### Your objective
The following entries are to be repeated exactly, and the pictures are to be left behind.

### Input data

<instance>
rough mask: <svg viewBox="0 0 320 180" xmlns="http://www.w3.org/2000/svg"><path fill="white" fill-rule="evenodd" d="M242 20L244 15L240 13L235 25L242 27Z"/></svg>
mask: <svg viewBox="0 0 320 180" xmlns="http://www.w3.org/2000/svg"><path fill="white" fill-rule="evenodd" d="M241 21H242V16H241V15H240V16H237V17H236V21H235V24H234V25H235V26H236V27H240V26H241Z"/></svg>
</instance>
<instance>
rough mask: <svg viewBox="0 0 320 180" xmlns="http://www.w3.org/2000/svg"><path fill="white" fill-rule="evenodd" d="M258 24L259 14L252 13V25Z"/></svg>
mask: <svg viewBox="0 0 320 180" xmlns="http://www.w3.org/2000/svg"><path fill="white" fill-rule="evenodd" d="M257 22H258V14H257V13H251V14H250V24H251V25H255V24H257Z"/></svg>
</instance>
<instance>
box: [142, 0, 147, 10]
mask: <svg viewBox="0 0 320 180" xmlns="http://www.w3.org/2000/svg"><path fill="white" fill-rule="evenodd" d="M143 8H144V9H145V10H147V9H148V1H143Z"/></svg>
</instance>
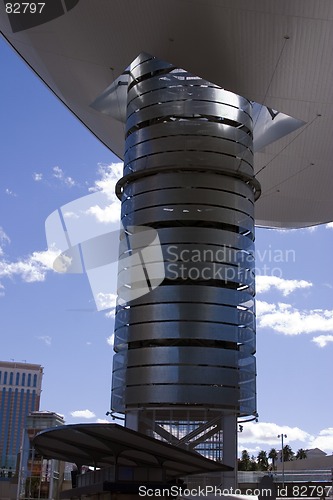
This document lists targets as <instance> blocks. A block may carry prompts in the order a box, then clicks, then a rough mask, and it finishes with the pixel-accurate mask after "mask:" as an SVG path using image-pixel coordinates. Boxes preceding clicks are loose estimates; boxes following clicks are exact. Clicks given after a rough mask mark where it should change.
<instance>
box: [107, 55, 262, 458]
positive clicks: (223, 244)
mask: <svg viewBox="0 0 333 500" xmlns="http://www.w3.org/2000/svg"><path fill="white" fill-rule="evenodd" d="M129 75H130V76H129V83H128V107H127V120H126V152H125V163H124V177H123V178H122V179H121V181H120V182H119V185H118V190H119V192H120V196H121V200H122V223H123V225H124V227H125V228H127V227H130V226H146V227H148V228H154V229H155V230H157V232H158V235H159V239H160V242H161V248H162V252H163V258H164V269H165V278H164V280H163V282H162V283H161V285H160V286H159V287H157V288H155V289H154V290H152V291H150V292H149V293H147V294H145V295H143V296H142V297H140V298H137V299H135V300H133V301H131V302H129V303H128V304H124V305H122V306H120V305H119V306H118V308H117V313H116V323H115V347H114V349H115V352H116V354H115V357H114V367H113V393H112V408H113V410H115V411H118V412H125V413H126V414H127V415H128V416H129V419H130V418H132V417H133V415H135V416H136V421H137V427H138V430H141V431H144V432H149V430H150V432H151V434H152V435H155V436H156V435H157V434H158V435H159V436H160V438H163V439H167V440H169V441H170V442H173V443H178V444H179V445H180V446H187V447H189V448H192V449H196V450H197V451H201V452H204V453H205V454H206V455H207V456H211V458H216V459H221V458H220V457H219V453H220V452H221V451H220V448H221V446H220V444H221V443H220V442H218V443H217V444H214V439H215V438H216V435H218V436H220V433H221V432H222V431H221V418H222V417H223V415H234V416H235V417H237V416H244V415H253V414H255V413H256V391H255V374H256V369H255V357H254V353H255V317H254V294H255V288H254V217H253V211H254V200H255V197H256V184H255V181H254V180H253V153H252V119H251V107H252V106H251V103H250V102H249V101H248V100H247V99H245V98H243V97H240V96H238V95H235V94H233V93H231V92H228V91H225V90H223V89H221V88H220V87H217V86H216V85H213V84H212V83H210V82H208V81H205V80H203V79H201V78H199V77H196V76H193V75H191V74H190V73H188V72H186V71H184V70H182V69H179V68H175V67H173V66H172V65H170V64H168V63H166V62H163V61H160V60H158V59H156V58H153V57H151V56H148V55H142V56H140V57H139V58H137V59H136V60H135V62H134V63H133V64H132V65H131V68H130V72H129ZM121 248H122V247H121ZM132 285H133V284H132ZM119 286H120V288H121V287H122V286H123V279H122V277H121V276H120V278H119ZM214 436H215V438H214ZM219 439H220V438H219ZM219 439H218V441H219ZM204 443H206V444H204ZM207 443H208V444H207Z"/></svg>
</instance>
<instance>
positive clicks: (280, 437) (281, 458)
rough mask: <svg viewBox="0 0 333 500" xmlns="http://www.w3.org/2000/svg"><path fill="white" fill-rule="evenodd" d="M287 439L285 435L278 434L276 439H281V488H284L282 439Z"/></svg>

### Result below
<instance>
rough mask: <svg viewBox="0 0 320 180" xmlns="http://www.w3.org/2000/svg"><path fill="white" fill-rule="evenodd" d="M242 20L244 15L240 13L235 25L242 27Z"/></svg>
mask: <svg viewBox="0 0 320 180" xmlns="http://www.w3.org/2000/svg"><path fill="white" fill-rule="evenodd" d="M241 21H242V16H241V15H240V16H237V17H236V21H235V24H234V25H235V26H236V27H240V26H241Z"/></svg>
</instance>
<instance>
rough mask: <svg viewBox="0 0 320 180" xmlns="http://www.w3.org/2000/svg"><path fill="white" fill-rule="evenodd" d="M258 24L259 14L252 13V25Z"/></svg>
mask: <svg viewBox="0 0 320 180" xmlns="http://www.w3.org/2000/svg"><path fill="white" fill-rule="evenodd" d="M257 22H258V14H257V13H251V14H250V24H251V25H255V24H257Z"/></svg>
</instance>
<instance>
box: [142, 0, 147, 10]
mask: <svg viewBox="0 0 320 180" xmlns="http://www.w3.org/2000/svg"><path fill="white" fill-rule="evenodd" d="M143 8H144V9H145V10H147V9H148V1H143Z"/></svg>
</instance>
This document lists targets as <instance> blocks. A block may carry prompts in the order a box, then clicks, then a rough mask, and it finishes with the pixel-accurate mask after "mask:" as an SVG path using image-pixel coordinates. Boxes preceding clicks are loose estimates; boxes following clicks are exact. Clicks given after a rough mask mark where it should change.
<instance>
box: [107, 55, 262, 458]
positive clicks: (223, 244)
mask: <svg viewBox="0 0 333 500" xmlns="http://www.w3.org/2000/svg"><path fill="white" fill-rule="evenodd" d="M129 75H130V76H129V83H128V107H127V120H126V152H125V163H124V177H123V178H122V179H121V181H120V182H119V185H118V190H119V192H120V196H121V200H122V223H123V225H124V227H125V228H127V227H130V226H146V227H148V228H154V229H155V230H157V232H158V235H159V239H160V242H161V248H162V252H163V258H164V269H165V278H164V280H163V282H162V283H161V285H160V286H159V287H157V288H155V289H154V290H152V291H150V292H149V293H147V294H145V295H143V296H142V297H140V298H137V299H135V300H133V301H131V302H129V303H128V304H124V305H122V306H120V305H119V306H118V308H117V313H116V323H115V347H114V349H115V352H116V354H115V357H114V367H113V393H112V408H113V410H115V411H118V412H125V413H126V414H127V415H128V416H129V419H130V418H132V417H133V415H135V416H136V421H137V427H138V430H141V431H144V432H149V430H150V432H151V434H152V435H155V436H156V435H157V434H158V435H159V436H160V438H163V439H167V440H169V441H170V442H173V443H178V444H179V445H180V446H187V447H189V448H192V449H196V450H197V451H201V452H204V453H205V454H206V455H207V456H211V458H216V459H221V458H220V457H219V453H220V452H221V451H220V448H221V446H220V444H221V443H220V442H218V443H217V444H214V439H215V438H216V435H218V436H220V433H221V432H222V431H221V418H222V417H223V415H234V416H235V417H237V416H244V415H253V414H255V413H256V391H255V374H256V369H255V357H254V353H255V317H254V294H255V288H254V217H253V211H254V200H255V197H256V184H255V181H254V180H253V153H252V119H251V107H252V106H251V103H250V102H249V101H248V100H247V99H245V98H243V97H240V96H238V95H235V94H233V93H231V92H228V91H225V90H223V89H221V88H220V87H217V86H216V85H213V84H212V83H210V82H208V81H205V80H203V79H201V78H199V77H196V76H193V75H191V74H190V73H188V72H186V71H184V70H182V69H179V68H175V67H173V66H172V65H170V64H168V63H166V62H163V61H160V60H158V59H156V58H153V57H151V56H148V55H142V56H140V57H139V58H137V59H136V60H135V62H134V63H133V64H132V65H131V68H130V72H129ZM121 248H122V247H121ZM132 285H133V284H132ZM119 286H120V288H121V287H122V286H123V279H122V277H121V276H120V278H119ZM214 436H215V438H214ZM219 439H220V438H219ZM219 439H218V441H219ZM204 443H206V444H204ZM207 443H208V444H207Z"/></svg>
</instance>
<instance>
positive clicks: (280, 437) (281, 458)
rough mask: <svg viewBox="0 0 333 500" xmlns="http://www.w3.org/2000/svg"><path fill="white" fill-rule="evenodd" d="M287 439L285 435L278 434L276 439H281V488H284L282 439Z"/></svg>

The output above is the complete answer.